══ Stored rows ══

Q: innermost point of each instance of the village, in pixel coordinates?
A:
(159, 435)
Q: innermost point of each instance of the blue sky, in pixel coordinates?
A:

═══

Retype these lines exactly as they appear.

● Correct result
Q: innermost point of each instance of the village, in pixel coordinates?
A:
(159, 435)
Q: innermost point of each instance of the blue sky, in pixel coordinates?
A:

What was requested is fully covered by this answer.